# Quoted text start

The issue popped up again yesterday. This time, in a New York Times op-ed by Jamelle Bouie.
Bouie suggests that if the Democrats hit the trifecta in the next election — meaning majorities in the House and Senate and winning the White House — that the Dems should pack the Supreme Court with extra judges that they see as favorable.
This is to make up for, he says, the stolen seat that Neil Gorsuch holds because Senate Majority Leader Mitch McConnell refused to do his constitutional duty of holding a hearing and vote on Obama’s pick, Merrick Garland, and the circus behind the confirmation hearing of Brett Kavanaugh when the FBI wasn’t permitted by the Senate to do its full investigation of the candidate and the allegations against him.
Sounds great, huh? Just pack the court to even things out? What could possibly go wrong?
This is as good a time as any to discuss the Golden Rule of Laws. This rule states that when you want to use some legal maneuver to attack “the other side” ask yourself how “the other side” could likewise use it.

# Quoted text end
# Data section start

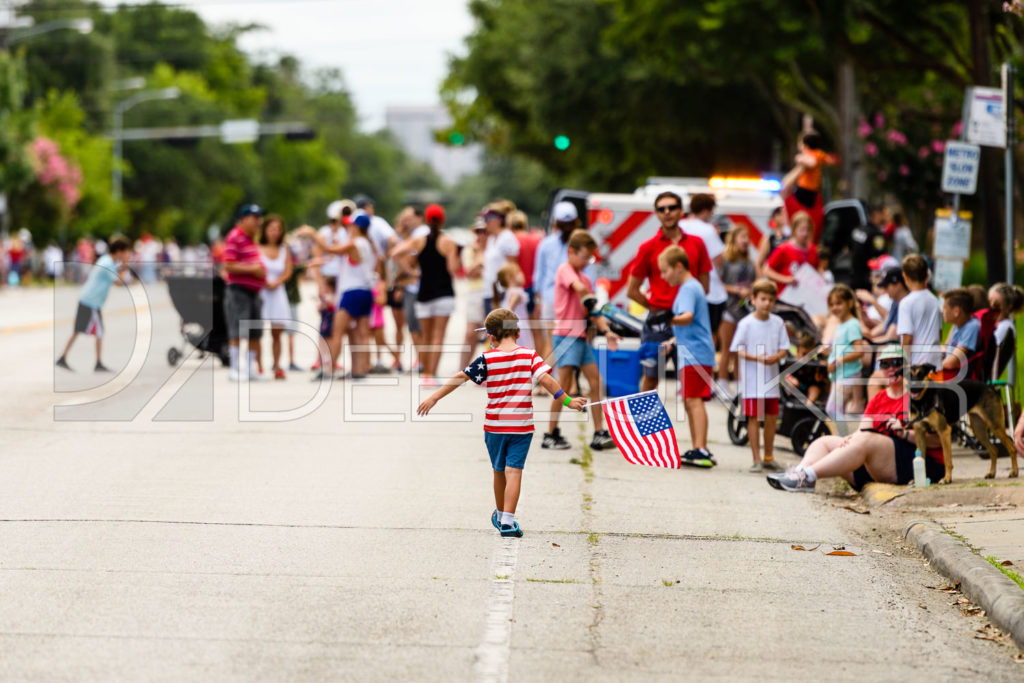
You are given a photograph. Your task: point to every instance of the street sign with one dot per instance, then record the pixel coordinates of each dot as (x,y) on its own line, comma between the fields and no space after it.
(960,168)
(986,119)
(952,238)
(237,131)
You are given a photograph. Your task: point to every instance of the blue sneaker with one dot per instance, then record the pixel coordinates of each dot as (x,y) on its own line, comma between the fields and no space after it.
(512,530)
(694,458)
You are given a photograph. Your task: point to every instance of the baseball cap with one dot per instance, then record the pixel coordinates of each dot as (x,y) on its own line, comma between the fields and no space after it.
(891,351)
(334,210)
(251,210)
(883,262)
(564,212)
(891,276)
(433,213)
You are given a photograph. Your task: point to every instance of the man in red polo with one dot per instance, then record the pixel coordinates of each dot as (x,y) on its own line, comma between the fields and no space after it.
(245,274)
(657,327)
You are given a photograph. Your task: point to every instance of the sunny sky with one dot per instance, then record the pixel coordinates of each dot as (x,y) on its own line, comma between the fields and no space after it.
(390,51)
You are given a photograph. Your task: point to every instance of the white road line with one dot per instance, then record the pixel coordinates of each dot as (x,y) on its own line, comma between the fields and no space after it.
(492,663)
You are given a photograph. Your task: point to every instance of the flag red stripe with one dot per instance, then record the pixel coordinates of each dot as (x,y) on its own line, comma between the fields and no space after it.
(617,431)
(630,428)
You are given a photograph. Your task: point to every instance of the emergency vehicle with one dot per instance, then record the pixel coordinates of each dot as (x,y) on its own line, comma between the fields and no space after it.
(621,222)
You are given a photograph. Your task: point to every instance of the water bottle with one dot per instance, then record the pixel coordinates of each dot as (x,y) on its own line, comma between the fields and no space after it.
(920,478)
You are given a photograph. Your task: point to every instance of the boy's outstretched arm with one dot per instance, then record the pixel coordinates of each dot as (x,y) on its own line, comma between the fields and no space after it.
(551,385)
(451,384)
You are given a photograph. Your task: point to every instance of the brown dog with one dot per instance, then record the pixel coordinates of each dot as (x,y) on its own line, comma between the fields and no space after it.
(935,407)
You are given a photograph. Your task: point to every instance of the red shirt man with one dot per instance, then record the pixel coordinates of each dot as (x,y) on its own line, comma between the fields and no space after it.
(791,254)
(657,328)
(241,249)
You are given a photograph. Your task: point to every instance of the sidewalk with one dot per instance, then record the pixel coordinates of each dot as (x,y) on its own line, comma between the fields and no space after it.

# Data section end

* **Instruction**
Pick up the commentary on packing the Supreme Court immediately after its final sentence and continue it in the same voice.

* **Expected answer**
While the name might be my creation the concept is not exactly new: What goes around comes around. What’s good for the goose is good for the gander. Karma. You get it.
But Bouie doesn’t get it. He says that in response to the Republican hardball that resulted in these two seats the Democrats should play hardball back. By packing the Court.
He comes to this conclusion by citing a litany of problems, including:
In the past, courts have walled entire areas of American life off from federal action. They’ve put limits on American democracy and blocked the people, through their representatives, from tackling fundamental issues of public concern. During Reconstruction, courts handcuffed the government as it tried to address violence and state-sanctioned racism; during the Progressive Era, they kept Congress from putting the economy under some measure of democratic control.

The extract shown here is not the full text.